Lung cancer remains the number one cancer killer, and its five-year survival rate of less than 15 percent has hardly budged over the last 30 years, according to the U.S. National Cancer Institute. But new Varian technology, “respiratory gating,” offers patients and doctors the hope of more aggressive and successful treatments.
Respiratory gating makes it possible to track the position of tumors that move as much as 4 centimeters (more than 1.5 inches) as the patient breathes. Varian’s RPM™ gating system—now in place at more than 300 cancer centers around the world—uses an infrared camera and a special marker placed on the patient’s diaphragm. Breathing can be monitored while taking CT scans for treatment planning as well as during treatment sessions, allowing doctors to pick the best moment in a patient’s breathing cycle to turn on the beam. As a result, the margin of treatment around the tumor can be significantly reduced and the total dose can be increased without fear of harming the surrounding normal tissue.
“Traditionally we used margins of anywhere from 3 to 5 centimeters around a tumor to ensure that we were getting adequate coverage,” says Anthony Berson, MD, chair of the Radiation Oncology Department at St. Vincent’s Comprehensive Cancer Center in New York. With respiratory gating, the margin has been reduced to 1 to 2 centimeters. “That’s a huge improvement.”
At the same time, the total dose can be increased. “Our initial goal is to increase the dose 10 to 20 percent,” says Berson. “It’s too early to see what the long-term results are, but we expect that as we increase the dose, we should be controlling tumors at a higher rate.”
At the Marin Cancer Institute in Greenbrae, California, Francine Halberg, MD, has been using respiratory gating to treat left-sided breast cancer, where the ability to precisely target a tumor helps avoid irradiating heart tissue and prevent related side effects. Respiratory gating protocols for lung cancer “usually seek to deliver treatment at the point of the patient’s maximum exhalation,” says Halberg. “That’s a very stable point, and very consistent relative to other parts of the breathing cycle. However, for treating breast cancer, we’re looking for the farthest inhalation because that’s when the breast moves furthest from the heart.”
Halberg has treated more than two dozen breast cancer patients with respiratory gating after their tumors were removed by lumpectomy. “We have a very, very low risk of recurrence after radiation therapy to the breast,” she says.
At St. Vincent’s, more than 300 patients have been treated with respiratory gating over the last three years. In addition to lung cancer, Berson and his team have used respiratory gating to treat upper abdominal cancers, including pancreatic, stomach, and liver tumors, which also move as patients breathe. In those cases, Berson says, the large radiation fields required by traditional techniques, combined with chemotherapy, result in high complication rates. “In that situation,” he says, “anything you can do to reduce the size of the field will reduce unwanted complications.”
The significant improvements respiratory gating makes possible can be achieved easily, without disrupting a clinic’s practices. “We are a very busy community hospital, and our throughput is very high,” says Berson. “We see a lot of patients in a day. This is just a normal part of our day.”

● Exercises to complete
(a) Render this sentence from the passage on respiratory gating into Spanish: "With respiratory gating, the margin has been reduced to 1 to 2 centimeters."
(b) Output the stretch of the passage on respiratory gating from "Lung cancer remains" through "and successful treatments.", word for word.
The data after this passage has no role in the work here.

● Given information
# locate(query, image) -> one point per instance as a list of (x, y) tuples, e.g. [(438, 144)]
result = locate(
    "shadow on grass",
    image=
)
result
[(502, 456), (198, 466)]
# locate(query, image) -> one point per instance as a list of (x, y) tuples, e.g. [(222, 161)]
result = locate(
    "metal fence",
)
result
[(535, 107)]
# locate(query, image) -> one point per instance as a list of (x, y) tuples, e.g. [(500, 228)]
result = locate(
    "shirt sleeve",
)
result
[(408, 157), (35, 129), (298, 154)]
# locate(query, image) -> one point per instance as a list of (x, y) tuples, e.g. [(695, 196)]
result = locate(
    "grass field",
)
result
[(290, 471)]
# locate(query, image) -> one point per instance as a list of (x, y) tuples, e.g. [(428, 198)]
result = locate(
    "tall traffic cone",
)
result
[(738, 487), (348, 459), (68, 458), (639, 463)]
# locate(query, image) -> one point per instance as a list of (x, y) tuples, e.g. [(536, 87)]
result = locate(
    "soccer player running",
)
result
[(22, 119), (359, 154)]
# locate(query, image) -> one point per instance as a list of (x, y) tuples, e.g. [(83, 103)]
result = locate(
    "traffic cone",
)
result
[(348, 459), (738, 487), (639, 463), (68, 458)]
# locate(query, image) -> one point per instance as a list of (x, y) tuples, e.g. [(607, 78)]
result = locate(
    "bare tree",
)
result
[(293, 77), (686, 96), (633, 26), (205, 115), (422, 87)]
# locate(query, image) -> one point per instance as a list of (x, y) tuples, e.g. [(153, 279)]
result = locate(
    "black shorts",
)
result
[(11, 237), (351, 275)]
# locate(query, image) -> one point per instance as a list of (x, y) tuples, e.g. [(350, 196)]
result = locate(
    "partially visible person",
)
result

● Solved problems
(a) Con la sincronización respiratoria, el margen se ha reducido a entre 1 y 2 centímetros.

(b)
Lung cancer remains the number one cancer killer, and its five-year survival rate of less than 15 percent has hardly budged over the last 30 years, according to the U.S. National Cancer Institute. But new Varian technology, “respiratory gating,” offers patients and doctors the hope of more aggressive and successful treatments.